====== Source document ======
Interviews with authors of 2019 Refinement to the 2006 IPCC Guidelines on National Greenhouse Gas Inventories

GENEVA, April 29 – Intergovernmental Panel on Climate Change (IPCC) experts will be available for interviews following the press conference to present the overview chapter of the 2019 Refinement to the 2006 IPCC Guidelines on National Greenhouse Gas Inventories (2019 Refinement).  The press conference will be held at 10.00 a.m. local time on 13 May 2019 in Kyoto, Japan, and will also present other results of the 49th Session of the IPCC being held on 8-12 May and which is considering the 2019 Refinement.

The interviews are expected to take place from 12 noon Kyoto time onwards at the press conference venue Grand Prince Hotel Kyoto. Interviews may also be conducted remotely by phone or skype by those not attending in person.

A list of IPCC experts available for interviews can be found here. This list also indicates the country of the expert, languages in which they can be interviewed, and their field of specialization.
====== Extracted records ======
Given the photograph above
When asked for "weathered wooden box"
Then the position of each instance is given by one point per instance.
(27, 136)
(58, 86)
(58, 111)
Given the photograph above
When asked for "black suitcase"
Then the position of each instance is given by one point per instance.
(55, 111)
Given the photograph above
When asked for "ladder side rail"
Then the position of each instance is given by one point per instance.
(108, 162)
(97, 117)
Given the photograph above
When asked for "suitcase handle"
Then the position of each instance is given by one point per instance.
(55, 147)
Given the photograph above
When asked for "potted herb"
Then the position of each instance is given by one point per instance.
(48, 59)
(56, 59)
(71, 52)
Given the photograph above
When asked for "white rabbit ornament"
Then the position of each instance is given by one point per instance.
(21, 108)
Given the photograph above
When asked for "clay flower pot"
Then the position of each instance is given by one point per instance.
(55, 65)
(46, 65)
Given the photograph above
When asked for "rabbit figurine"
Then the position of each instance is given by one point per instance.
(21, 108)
======
====== Extracted records ======
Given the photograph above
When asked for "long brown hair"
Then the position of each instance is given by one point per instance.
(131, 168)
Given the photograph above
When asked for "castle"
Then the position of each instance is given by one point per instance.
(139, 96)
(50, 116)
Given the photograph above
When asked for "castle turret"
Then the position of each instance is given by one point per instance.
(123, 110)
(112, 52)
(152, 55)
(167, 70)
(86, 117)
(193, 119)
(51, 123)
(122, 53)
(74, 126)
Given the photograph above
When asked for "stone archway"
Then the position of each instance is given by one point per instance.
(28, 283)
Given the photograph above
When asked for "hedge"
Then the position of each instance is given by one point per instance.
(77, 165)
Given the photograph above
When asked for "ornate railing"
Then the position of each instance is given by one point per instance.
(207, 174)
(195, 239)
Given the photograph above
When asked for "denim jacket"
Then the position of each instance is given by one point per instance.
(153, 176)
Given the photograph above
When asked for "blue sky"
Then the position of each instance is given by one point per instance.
======
====== Extracted records ======
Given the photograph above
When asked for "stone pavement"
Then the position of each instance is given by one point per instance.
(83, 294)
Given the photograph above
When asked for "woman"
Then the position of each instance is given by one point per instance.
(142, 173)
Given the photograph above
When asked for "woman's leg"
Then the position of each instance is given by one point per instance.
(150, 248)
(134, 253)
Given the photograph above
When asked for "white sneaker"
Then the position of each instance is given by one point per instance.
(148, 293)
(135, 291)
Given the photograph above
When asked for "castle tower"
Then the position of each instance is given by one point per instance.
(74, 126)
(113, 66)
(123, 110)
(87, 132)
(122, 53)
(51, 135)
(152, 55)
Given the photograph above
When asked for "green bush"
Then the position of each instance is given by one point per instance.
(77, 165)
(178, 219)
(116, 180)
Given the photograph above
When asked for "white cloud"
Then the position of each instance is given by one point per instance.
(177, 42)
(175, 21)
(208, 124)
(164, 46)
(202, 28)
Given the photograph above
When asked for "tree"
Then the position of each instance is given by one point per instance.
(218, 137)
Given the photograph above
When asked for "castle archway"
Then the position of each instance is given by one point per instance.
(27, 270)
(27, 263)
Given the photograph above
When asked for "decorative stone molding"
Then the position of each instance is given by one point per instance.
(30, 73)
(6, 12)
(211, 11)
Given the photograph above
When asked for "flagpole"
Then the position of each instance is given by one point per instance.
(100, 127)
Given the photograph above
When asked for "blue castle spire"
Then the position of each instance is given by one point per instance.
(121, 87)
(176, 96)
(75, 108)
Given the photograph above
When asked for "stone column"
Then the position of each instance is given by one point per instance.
======
### Your tasks
1 > According to the IPCC press release, at what venue will the interviews be held?
2 > Pick up the IPCC press release at the point where it ends and extend it.
The material placed after the press release stands apart from it.

### The answers
1 > Grand Prince Hotel Kyoto.

2 >
Requests for interviews should be submitted using this form.

Please make sure you complete all the relevant fields so that we are able to process your request according to your needs.

To accommodate as many interviews as possible on the day, the IPCC may also suggest an alternative interviewee, based on your needs specified when completing the form. There will be further interview opportunities in the following days and weeks if some interviews are not accommodated on 13 May due to the number of requests.

Please note that only interviews arranged via this process will be considered as confirmed. Any arrangements made directly with IPCC experts may be subject to cancellation.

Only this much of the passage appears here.